(Data extracted from a collection)
----------------

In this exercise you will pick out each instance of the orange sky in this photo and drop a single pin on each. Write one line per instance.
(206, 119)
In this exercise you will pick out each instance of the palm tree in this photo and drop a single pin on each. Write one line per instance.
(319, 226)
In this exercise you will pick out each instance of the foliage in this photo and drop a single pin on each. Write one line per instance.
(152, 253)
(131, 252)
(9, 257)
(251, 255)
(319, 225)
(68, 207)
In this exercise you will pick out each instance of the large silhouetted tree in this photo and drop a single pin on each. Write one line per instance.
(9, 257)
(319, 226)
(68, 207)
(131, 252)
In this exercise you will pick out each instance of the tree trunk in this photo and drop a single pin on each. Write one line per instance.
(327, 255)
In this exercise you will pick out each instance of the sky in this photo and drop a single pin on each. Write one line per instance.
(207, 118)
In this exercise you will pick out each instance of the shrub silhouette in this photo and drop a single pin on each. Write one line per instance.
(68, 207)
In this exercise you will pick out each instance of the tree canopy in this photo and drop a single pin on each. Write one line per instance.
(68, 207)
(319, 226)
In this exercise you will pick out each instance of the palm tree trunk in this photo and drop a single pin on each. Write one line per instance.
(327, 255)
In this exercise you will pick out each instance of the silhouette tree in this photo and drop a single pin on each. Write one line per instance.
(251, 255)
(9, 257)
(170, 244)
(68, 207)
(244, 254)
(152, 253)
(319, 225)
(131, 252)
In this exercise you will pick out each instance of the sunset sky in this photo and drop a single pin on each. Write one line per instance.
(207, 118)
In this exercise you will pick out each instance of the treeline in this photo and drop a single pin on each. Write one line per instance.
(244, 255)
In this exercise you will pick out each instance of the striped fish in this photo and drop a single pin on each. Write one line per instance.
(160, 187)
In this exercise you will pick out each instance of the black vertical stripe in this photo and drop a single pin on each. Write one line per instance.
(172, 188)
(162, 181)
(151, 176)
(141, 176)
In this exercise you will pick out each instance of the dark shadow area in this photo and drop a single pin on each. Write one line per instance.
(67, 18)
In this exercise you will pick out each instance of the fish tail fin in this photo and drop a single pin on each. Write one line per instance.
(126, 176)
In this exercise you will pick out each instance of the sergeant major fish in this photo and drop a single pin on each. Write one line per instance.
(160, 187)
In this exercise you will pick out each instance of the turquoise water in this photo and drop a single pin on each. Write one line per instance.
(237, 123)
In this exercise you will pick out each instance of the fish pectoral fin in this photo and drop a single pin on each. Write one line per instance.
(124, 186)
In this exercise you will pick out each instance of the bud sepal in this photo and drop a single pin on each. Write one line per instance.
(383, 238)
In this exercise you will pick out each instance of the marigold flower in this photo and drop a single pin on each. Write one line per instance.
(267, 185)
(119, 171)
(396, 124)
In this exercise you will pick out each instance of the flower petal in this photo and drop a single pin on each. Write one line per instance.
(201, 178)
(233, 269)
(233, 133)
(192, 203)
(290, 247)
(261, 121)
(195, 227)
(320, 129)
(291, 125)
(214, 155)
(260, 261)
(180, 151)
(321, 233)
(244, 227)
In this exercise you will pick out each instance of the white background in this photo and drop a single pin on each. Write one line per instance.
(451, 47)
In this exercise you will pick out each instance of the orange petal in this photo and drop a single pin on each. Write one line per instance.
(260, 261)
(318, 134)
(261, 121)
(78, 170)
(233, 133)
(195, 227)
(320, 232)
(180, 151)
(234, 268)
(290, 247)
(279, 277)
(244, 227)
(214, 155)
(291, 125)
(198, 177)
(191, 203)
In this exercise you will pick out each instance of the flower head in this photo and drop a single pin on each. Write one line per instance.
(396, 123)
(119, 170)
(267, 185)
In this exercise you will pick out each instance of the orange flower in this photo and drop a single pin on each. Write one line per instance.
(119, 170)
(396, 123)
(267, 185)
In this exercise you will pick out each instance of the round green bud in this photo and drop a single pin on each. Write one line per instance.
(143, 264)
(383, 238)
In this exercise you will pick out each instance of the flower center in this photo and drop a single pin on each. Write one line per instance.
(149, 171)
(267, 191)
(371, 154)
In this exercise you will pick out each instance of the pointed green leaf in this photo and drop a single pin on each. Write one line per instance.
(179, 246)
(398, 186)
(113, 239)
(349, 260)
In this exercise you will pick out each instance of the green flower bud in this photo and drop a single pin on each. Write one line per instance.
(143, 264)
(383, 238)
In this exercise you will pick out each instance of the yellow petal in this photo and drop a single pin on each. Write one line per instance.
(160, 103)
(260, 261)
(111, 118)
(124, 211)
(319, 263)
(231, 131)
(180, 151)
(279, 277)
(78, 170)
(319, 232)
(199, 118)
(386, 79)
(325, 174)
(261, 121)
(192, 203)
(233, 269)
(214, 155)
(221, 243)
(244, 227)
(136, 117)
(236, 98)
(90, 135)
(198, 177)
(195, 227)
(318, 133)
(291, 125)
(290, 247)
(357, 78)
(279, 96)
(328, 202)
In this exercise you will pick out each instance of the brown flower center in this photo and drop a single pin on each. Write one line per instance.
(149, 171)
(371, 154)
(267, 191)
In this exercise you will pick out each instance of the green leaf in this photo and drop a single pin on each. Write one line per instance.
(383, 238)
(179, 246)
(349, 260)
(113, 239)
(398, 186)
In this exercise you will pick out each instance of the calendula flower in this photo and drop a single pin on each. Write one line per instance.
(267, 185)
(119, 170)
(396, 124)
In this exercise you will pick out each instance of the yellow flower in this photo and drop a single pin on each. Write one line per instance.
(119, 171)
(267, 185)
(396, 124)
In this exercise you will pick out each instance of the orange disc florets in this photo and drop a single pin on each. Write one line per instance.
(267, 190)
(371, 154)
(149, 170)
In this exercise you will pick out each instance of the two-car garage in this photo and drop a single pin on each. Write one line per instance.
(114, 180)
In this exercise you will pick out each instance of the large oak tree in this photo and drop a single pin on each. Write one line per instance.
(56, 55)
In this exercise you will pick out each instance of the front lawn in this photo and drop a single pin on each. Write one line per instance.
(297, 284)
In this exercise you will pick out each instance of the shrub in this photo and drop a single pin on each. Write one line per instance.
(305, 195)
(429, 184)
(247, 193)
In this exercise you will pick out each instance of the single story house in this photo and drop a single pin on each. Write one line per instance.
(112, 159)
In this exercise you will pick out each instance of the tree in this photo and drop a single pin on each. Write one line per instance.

----------------

The expected output is the complete data, repeated exactly.

In this exercise you will pick out each instance of the orange sky in this photo and drop a single pin on each. Write one line per instance.
(206, 119)
In this exercise you will pick out each instance of the palm tree in this photo and drop a single pin on each. Write one line per instance.
(319, 226)
In this exercise you will pick out each instance of the foliage in this photo and drop a single pin on each. Write one line per instance.
(152, 253)
(131, 252)
(9, 257)
(251, 255)
(319, 225)
(68, 207)
In this exercise you will pick out each instance of the large silhouetted tree in this photo and drop a single pin on each. Write one line per instance.
(9, 257)
(319, 226)
(68, 207)
(131, 252)
In this exercise you will pick out each instance of the tree trunk in this photo and drop a single pin on each. Write one line per instance.
(327, 255)
In this exercise you will pick out each instance of the sky in this photo and drop a single pin on each. Write one line per instance.
(207, 118)
In this exercise you will pick out each instance of the shrub silhouette in this photo and drop a single pin on each. Write one line per instance.
(68, 207)
In this exercise you will pick out each instance of the tree canopy in this photo and drop a single pin on each. Write one line per instance.
(68, 207)
(319, 226)
In this exercise you will pick out each instance of the palm tree trunk in this photo and drop a single pin on each. Write one line per instance.
(327, 255)
In this exercise you will pick out each instance of the silhouette tree in this photo and drop a single pin on each. Write one line per instance.
(251, 255)
(9, 257)
(170, 244)
(68, 207)
(244, 254)
(152, 253)
(319, 225)
(131, 252)
In this exercise you will pick out each instance of the sunset sky in this photo and drop a single pin on each. Write one line per instance.
(207, 118)
In this exercise you will pick out each instance of the treeline in this photo and drop a single pin on each. Write one line per instance.
(244, 255)
In this exercise you will pick out each instance of the striped fish in this photo and drop a single pin on each. Write one line per instance.
(160, 187)
In this exercise you will pick out each instance of the black vertical stripe in this photo and drop a single pin on each. Write one line per instance.
(172, 188)
(162, 181)
(151, 176)
(141, 176)
In this exercise you will pick out each instance of the dark shadow area in this photo and drop a single pin on each. Write one line per instance.
(67, 18)
In this exercise you will pick out each instance of the fish tail fin in this photo and drop a single pin on each. Write one line per instance.
(126, 176)
In this exercise you will pick out each instance of the sergeant major fish in this photo and drop a single pin on each. Write one line per instance.
(160, 187)
In this exercise you will pick out each instance of the turquoise water in this photo and drop a single pin on each. Write one line per instance.
(237, 123)
In this exercise you will pick out each instance of the fish pectoral fin in this photo and drop a single pin on each. Write one line per instance.
(124, 186)
In this exercise you will pick out each instance of the bud sepal in this photo and drop a single pin on each. Write one line per instance.
(383, 238)
In this exercise you will pick out each instance of the marigold flower in this photo and drop a single pin on each. Write one line per instance.
(267, 185)
(119, 171)
(396, 124)
In this exercise you will pick out each instance of the flower petal in this photo and drop a single pin on each. Write one line per instance.
(201, 178)
(233, 269)
(233, 133)
(192, 203)
(290, 247)
(261, 121)
(195, 227)
(320, 129)
(291, 125)
(214, 155)
(260, 261)
(180, 151)
(321, 233)
(244, 227)
In this exercise you will pick out each instance of the white background in this photo and drop a single pin on each. Write one line per instance.
(451, 47)
In this exercise you will pick out each instance of the orange petal in this photo and drop a single pin on each. Write one line per instance.
(260, 261)
(318, 134)
(261, 121)
(78, 170)
(233, 133)
(195, 227)
(320, 232)
(180, 151)
(234, 268)
(290, 247)
(279, 277)
(244, 227)
(214, 155)
(291, 125)
(198, 177)
(191, 203)
In this exercise you will pick out each instance of the flower head in this photo and drop a single pin on each. Write one line per instance.
(396, 123)
(119, 170)
(267, 185)
In this exercise you will pick out each instance of the orange flower in this photo and drop a single pin on each. Write one line per instance.
(119, 170)
(396, 123)
(267, 185)
In this exercise you will pick out each instance of the round green bud in this photo and drop a single pin on each. Write one line per instance.
(143, 264)
(383, 238)
In this exercise you will pick out each instance of the flower center in this photo and drop a single pin on each. Write one line per instance.
(149, 171)
(267, 191)
(371, 154)
In this exercise you will pick out each instance of the pointed green leaf in this photo and drop a single pin on each. Write one line per instance.
(179, 246)
(398, 186)
(113, 239)
(349, 260)
In this exercise you will pick out each instance of the green flower bud in this photo and drop a single pin on each. Write one line per instance.
(143, 264)
(383, 238)
In this exercise you will pick out each instance of the yellow petal in this photo and drop a single pin on each. Write one line per instance.
(160, 103)
(260, 261)
(111, 118)
(124, 211)
(319, 263)
(231, 131)
(180, 151)
(279, 277)
(78, 170)
(319, 232)
(199, 118)
(386, 79)
(325, 174)
(261, 121)
(192, 203)
(233, 269)
(214, 155)
(221, 243)
(244, 227)
(136, 117)
(236, 98)
(90, 135)
(198, 177)
(195, 227)
(318, 133)
(291, 125)
(290, 247)
(357, 78)
(279, 96)
(328, 202)
In this exercise you will pick out each instance of the brown flower center in this photo and drop a single pin on each. Write one line per instance.
(149, 171)
(371, 154)
(267, 191)
In this exercise you will pick out each instance of the green leaf in this photo and drop a single pin on each. Write one line per instance.
(383, 238)
(179, 246)
(349, 260)
(113, 239)
(398, 186)
In this exercise you will pick out each instance of the calendula flower in this photo and drop a single pin on each. Write one line per instance.
(267, 185)
(119, 170)
(396, 124)
In this exercise you will pick out each instance of the yellow flower in this photo and drop a single pin on each. Write one line per instance.
(119, 171)
(267, 185)
(396, 124)
In this exercise you will pick out each instance of the orange disc florets in this photo and drop a single pin on each. Write one line per instance.
(267, 190)
(371, 154)
(149, 170)
In this exercise you will pick out each instance of the two-car garage in this photo and drop a single pin on each. Write one line per instance.
(114, 180)
In this exercise you will pick out each instance of the large oak tree in this photo and drop a single pin on each. Write one line per instance.
(56, 55)
In this exercise you will pick out each instance of the front lawn in this photo and drop a single pin on each. Write one line per instance.
(297, 284)
In this exercise you will pick out each instance of the shrub in this photo and drop a single pin on each. Write one line per instance.
(305, 195)
(429, 184)
(247, 193)
In this exercise you will pick out each instance of the single story house in this photo and drop a single pin on each. Write one line per instance.
(112, 159)
In this exercise you will pick out each instance of the tree in this photo and drop a single pin on each. Write one line per instance.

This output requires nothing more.